▶ **Task requirements**: Beginning at the line that contains "form [165, 4]." and ending at the last line of the entries, write out each line exactly; include nothing outside that span.
........
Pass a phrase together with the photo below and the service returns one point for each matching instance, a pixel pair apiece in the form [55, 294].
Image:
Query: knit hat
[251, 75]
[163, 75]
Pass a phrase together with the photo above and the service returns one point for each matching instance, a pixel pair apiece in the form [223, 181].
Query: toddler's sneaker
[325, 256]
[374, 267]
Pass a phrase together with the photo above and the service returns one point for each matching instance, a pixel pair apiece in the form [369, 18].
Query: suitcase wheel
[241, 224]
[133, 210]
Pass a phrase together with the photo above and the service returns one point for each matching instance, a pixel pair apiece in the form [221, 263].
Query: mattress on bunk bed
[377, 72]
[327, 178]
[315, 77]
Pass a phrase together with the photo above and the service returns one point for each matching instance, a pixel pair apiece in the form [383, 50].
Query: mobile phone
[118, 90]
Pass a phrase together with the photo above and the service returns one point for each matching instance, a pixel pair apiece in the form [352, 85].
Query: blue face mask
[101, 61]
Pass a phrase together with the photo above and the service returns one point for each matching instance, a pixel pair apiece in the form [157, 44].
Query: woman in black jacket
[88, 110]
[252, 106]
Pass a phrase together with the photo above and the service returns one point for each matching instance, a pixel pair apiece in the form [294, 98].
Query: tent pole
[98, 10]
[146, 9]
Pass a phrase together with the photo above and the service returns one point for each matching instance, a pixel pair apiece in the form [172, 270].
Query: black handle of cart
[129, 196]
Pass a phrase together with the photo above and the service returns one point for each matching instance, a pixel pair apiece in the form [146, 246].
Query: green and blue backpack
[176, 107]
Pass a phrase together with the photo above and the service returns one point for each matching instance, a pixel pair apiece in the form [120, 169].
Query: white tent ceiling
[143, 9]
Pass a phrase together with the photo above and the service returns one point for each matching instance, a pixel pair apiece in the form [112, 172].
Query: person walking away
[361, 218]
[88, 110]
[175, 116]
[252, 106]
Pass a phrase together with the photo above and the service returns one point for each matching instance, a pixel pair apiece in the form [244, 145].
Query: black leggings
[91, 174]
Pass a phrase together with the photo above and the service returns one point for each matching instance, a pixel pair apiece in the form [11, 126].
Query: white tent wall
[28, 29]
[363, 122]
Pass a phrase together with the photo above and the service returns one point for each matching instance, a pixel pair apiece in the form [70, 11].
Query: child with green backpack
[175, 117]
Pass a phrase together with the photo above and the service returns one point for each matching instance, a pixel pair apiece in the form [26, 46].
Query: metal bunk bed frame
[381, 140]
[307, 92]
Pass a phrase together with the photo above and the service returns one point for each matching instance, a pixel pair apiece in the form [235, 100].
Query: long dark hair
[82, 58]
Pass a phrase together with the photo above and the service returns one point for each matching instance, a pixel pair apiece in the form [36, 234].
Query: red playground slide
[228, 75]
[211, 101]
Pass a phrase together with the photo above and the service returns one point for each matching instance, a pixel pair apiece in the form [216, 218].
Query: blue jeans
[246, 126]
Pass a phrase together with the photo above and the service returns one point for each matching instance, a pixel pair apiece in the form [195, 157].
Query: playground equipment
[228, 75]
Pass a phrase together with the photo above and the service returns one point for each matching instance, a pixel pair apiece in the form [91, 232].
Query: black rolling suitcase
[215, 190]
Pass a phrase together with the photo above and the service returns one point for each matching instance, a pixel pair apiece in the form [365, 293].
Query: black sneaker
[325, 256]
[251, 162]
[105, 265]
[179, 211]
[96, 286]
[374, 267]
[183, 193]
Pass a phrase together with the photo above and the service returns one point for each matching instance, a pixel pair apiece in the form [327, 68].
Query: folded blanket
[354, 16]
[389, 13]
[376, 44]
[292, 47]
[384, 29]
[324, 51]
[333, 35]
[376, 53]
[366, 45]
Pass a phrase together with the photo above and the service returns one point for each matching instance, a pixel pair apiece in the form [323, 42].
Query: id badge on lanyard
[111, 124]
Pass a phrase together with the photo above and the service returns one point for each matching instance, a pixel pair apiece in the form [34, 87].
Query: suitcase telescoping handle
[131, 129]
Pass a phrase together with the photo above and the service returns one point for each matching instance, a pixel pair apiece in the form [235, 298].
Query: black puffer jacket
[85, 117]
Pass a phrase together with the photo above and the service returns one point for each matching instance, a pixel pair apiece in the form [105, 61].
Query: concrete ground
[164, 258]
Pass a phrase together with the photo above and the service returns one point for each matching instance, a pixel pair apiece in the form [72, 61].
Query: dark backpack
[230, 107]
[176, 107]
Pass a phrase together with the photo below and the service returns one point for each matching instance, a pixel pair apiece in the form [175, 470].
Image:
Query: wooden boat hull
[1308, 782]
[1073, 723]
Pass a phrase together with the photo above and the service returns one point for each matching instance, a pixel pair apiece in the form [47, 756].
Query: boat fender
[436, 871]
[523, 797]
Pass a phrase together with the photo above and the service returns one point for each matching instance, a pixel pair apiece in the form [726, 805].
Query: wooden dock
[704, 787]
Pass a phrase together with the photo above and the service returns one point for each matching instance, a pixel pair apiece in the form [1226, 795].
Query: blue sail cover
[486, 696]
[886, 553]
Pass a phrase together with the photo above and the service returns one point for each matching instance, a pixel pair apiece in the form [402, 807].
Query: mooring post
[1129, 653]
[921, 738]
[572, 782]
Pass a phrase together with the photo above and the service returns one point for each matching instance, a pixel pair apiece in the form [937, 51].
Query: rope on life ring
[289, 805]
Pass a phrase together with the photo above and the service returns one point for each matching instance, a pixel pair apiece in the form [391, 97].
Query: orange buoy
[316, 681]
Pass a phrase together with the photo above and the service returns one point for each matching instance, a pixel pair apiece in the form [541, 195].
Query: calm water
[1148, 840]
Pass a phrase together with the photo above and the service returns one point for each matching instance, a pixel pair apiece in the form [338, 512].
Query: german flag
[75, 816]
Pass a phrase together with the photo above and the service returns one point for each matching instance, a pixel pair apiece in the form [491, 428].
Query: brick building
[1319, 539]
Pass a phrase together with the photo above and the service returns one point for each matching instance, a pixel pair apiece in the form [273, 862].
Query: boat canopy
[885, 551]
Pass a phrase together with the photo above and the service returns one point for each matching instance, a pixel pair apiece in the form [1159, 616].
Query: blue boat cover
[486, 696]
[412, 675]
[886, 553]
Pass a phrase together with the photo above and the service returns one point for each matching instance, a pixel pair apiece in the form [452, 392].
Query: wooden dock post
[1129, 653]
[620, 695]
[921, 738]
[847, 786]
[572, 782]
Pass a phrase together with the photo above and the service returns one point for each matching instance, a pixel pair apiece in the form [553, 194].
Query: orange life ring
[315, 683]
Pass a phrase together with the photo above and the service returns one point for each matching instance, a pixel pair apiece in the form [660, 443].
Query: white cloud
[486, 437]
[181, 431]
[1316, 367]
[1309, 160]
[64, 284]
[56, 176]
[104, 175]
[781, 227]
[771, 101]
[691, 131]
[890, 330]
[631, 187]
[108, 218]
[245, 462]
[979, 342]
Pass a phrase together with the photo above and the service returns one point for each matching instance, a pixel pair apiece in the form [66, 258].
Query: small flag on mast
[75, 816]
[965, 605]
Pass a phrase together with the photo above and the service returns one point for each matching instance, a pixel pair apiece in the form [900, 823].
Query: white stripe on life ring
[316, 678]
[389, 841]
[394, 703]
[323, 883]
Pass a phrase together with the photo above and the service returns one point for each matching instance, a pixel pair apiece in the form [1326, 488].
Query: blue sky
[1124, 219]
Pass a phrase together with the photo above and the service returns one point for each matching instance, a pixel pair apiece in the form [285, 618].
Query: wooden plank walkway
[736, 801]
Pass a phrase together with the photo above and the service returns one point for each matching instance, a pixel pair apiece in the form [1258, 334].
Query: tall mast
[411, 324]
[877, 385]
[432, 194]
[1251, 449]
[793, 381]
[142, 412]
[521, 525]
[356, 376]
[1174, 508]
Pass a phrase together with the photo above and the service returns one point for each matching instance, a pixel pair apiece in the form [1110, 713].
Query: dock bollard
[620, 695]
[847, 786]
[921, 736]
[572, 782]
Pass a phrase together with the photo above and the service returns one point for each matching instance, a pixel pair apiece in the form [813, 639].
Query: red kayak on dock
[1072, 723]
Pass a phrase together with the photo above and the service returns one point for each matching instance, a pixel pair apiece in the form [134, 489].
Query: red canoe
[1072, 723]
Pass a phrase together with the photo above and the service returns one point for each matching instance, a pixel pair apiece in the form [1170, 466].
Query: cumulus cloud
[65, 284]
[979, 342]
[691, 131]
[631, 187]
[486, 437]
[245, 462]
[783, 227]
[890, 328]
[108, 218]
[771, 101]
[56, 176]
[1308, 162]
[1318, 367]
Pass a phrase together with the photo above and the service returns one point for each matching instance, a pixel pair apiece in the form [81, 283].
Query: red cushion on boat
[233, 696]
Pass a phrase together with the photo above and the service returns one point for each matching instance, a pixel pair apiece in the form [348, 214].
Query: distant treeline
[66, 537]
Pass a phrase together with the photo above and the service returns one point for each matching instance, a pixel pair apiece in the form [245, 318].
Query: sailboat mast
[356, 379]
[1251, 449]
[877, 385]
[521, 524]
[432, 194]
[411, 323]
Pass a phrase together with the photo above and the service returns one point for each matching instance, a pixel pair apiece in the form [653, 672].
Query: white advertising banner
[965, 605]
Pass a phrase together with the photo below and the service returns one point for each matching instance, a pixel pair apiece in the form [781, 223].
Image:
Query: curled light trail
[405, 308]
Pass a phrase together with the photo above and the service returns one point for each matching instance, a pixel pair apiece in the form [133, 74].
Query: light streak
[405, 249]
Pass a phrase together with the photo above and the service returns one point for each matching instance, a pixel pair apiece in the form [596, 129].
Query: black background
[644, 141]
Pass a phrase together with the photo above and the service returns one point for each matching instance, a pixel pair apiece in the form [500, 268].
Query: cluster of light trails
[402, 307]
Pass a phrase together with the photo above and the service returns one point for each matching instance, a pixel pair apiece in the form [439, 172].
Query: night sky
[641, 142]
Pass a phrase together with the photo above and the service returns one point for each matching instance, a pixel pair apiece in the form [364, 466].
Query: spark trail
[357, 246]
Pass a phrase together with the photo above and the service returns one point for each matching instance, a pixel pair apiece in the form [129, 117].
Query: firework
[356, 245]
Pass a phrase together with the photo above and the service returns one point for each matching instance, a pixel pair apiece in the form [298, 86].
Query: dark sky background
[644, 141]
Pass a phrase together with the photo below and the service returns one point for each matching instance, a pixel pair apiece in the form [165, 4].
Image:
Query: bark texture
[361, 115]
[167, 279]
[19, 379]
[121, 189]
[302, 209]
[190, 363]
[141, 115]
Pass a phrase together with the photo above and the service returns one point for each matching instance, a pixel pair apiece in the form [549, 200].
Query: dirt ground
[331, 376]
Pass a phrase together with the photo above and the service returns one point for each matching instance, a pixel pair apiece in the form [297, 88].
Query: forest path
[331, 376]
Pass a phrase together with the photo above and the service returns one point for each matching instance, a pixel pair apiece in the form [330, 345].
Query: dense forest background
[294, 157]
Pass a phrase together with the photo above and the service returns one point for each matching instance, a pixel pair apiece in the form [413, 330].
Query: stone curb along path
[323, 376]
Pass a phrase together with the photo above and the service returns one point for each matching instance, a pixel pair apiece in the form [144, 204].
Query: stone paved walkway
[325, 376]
........
▶ **Answer**:
Pass a phrase together with the photo below and the service returns one point for each matching instance, a pixel pair apiece in the form [165, 4].
Image:
Query: bark texture
[361, 115]
[167, 279]
[19, 379]
[121, 189]
[302, 209]
[190, 363]
[141, 115]
Pass a phrase together with the photo above and the service returns one point for each matching instance, a pixel pair apiece in the form [549, 200].
Query: dirt ground
[331, 376]
Pass a phrase together with the photo above and the service returns one point for each matching instance, a pixel pair apiece in the form [297, 88].
Query: forest path
[331, 376]
Pass a phrase together with the photo above and the service returns one point for each matching instance, a pixel pair apiece in the form [330, 345].
Query: dense forest background
[294, 157]
Pass a phrase together with the photo above and the service returns one point for each matching instance, a pixel pair apiece in the form [413, 330].
Query: stone curb along path
[323, 376]
Pass a phrase together with the photo above and the service returns one point for each matching instance, a pixel pair apiece in the form [144, 204].
Query: stone paved walkway
[325, 376]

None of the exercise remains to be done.